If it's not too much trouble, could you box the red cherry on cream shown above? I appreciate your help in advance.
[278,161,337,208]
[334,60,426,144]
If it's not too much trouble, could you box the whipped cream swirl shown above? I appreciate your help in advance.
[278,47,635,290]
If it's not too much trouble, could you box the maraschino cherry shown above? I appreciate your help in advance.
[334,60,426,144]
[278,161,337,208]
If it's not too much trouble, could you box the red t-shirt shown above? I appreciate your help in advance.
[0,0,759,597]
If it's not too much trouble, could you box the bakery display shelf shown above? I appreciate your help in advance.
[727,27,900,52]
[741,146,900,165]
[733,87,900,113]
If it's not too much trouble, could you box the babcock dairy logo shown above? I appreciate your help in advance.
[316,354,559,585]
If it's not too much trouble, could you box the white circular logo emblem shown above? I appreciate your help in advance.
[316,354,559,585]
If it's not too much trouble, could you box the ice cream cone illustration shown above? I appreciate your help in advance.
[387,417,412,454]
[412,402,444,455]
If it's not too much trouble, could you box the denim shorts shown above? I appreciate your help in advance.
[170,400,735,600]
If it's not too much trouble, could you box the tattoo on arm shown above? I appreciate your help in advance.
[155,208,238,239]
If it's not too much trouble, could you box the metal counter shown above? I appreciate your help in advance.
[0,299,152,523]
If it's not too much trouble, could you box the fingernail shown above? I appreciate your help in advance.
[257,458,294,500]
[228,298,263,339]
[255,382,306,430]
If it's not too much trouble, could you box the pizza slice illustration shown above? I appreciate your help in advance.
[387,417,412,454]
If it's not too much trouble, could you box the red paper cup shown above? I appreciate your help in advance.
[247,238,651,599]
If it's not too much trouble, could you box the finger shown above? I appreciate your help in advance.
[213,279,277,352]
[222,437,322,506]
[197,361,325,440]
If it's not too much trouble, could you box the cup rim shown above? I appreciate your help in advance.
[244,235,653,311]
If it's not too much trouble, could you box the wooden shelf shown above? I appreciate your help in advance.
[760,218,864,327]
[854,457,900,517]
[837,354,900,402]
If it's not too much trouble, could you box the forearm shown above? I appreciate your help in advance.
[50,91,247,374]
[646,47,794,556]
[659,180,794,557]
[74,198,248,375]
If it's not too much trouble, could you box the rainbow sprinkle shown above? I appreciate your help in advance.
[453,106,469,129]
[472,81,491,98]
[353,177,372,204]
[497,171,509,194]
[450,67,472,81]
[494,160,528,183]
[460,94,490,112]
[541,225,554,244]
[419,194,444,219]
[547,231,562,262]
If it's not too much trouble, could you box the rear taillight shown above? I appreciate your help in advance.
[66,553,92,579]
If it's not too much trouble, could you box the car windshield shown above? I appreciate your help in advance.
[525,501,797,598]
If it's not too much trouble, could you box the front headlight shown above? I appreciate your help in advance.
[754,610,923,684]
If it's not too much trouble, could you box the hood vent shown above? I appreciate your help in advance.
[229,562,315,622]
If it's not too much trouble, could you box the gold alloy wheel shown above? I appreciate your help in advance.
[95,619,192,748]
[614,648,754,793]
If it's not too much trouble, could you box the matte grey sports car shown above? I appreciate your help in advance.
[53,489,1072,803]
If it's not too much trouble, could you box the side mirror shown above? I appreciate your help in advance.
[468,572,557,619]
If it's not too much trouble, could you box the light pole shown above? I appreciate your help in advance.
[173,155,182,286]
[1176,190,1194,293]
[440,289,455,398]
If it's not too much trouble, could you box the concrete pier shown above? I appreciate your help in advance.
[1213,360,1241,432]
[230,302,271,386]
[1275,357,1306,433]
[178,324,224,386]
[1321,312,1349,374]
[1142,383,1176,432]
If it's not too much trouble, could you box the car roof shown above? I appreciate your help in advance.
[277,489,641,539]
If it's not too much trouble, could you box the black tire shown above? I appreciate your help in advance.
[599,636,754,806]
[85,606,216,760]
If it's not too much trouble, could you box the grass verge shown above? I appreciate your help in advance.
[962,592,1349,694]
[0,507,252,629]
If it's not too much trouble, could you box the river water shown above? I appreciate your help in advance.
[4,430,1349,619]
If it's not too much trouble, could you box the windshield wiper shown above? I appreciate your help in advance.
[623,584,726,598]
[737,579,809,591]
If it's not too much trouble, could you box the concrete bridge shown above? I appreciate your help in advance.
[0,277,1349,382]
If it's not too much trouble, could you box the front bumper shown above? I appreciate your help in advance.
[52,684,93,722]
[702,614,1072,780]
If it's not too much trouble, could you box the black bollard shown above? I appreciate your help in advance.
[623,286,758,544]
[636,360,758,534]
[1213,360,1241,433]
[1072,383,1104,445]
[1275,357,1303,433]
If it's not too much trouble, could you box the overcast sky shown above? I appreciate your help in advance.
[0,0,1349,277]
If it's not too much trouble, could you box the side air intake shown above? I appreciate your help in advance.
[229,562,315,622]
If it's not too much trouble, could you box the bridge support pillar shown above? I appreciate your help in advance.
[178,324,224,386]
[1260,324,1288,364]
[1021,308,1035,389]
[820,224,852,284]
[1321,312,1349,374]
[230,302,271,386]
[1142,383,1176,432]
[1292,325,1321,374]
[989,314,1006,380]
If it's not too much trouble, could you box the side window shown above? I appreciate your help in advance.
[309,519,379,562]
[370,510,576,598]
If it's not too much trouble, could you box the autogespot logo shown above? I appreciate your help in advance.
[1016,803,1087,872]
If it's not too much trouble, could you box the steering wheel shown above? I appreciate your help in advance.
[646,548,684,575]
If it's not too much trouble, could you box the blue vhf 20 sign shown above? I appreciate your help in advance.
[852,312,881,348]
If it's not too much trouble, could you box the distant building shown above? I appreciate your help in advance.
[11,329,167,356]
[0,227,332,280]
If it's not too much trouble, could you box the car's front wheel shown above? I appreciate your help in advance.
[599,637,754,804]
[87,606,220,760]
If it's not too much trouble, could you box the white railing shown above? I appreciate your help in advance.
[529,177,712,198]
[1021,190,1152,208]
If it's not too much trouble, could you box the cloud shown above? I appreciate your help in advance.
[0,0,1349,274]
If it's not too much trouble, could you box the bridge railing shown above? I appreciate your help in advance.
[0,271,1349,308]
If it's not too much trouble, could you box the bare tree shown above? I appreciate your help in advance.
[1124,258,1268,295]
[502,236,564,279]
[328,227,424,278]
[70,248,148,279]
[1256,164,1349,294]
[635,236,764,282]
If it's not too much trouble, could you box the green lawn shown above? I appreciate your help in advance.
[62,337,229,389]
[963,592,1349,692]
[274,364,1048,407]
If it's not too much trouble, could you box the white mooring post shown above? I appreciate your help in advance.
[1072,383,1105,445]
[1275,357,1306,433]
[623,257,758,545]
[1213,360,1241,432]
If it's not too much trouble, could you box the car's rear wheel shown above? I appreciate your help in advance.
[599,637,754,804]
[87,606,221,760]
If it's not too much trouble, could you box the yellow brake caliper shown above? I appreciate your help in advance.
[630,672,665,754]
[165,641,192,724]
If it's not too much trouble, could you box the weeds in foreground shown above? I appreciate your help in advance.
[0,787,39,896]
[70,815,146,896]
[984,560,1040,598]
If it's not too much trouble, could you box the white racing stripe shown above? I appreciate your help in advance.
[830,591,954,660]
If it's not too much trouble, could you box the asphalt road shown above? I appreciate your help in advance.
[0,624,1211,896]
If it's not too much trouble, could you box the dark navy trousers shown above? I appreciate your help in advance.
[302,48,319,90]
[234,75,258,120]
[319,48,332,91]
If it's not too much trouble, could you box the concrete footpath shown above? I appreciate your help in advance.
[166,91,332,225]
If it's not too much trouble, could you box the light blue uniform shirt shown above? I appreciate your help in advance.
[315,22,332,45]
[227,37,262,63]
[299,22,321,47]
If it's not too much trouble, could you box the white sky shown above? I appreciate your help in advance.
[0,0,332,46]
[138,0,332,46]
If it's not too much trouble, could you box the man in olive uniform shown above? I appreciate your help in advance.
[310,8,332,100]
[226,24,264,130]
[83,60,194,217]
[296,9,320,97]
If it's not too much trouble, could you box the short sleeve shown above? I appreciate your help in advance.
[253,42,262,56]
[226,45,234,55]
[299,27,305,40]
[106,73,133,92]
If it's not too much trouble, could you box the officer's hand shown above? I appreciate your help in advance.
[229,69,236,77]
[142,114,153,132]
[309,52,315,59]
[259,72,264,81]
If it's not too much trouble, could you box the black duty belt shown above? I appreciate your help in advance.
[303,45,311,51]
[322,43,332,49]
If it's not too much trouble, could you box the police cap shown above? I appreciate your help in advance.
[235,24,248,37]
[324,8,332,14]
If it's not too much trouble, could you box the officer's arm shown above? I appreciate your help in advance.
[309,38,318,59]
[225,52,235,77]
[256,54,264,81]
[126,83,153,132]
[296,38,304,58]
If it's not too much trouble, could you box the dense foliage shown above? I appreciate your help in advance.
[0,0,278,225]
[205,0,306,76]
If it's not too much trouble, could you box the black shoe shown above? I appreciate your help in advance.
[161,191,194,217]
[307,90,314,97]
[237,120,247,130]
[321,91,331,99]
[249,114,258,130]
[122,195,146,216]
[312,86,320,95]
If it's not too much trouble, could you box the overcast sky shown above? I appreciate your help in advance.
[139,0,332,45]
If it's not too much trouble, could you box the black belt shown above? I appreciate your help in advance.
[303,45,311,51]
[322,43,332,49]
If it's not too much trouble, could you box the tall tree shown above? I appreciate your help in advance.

::::::::::

WHAT IS REQUIRED:
Turn the lines from the one containing "the bridge railing" through the one containing "[635,236,764,282]" into a Markdown table. Use a column named Row for the row number and a column named Line for the line itself, and leave out any blank lines.

WRITTEN REPLY:
| Row | Line |
|---|---|
| 1 | If it's not too much trouble, could you box the bridge railing shown above? I appreciate your help in advance. |
| 2 | [0,271,1349,308] |
| 3 | If it's not too much trouble, could you box the bare tree shown above? I appreciate your help in advance. |
| 4 | [1124,258,1268,295] |
| 5 | [502,236,564,279] |
| 6 | [328,227,424,278] |
| 7 | [70,248,148,279] |
| 8 | [1256,164,1349,294] |
| 9 | [635,236,764,282] |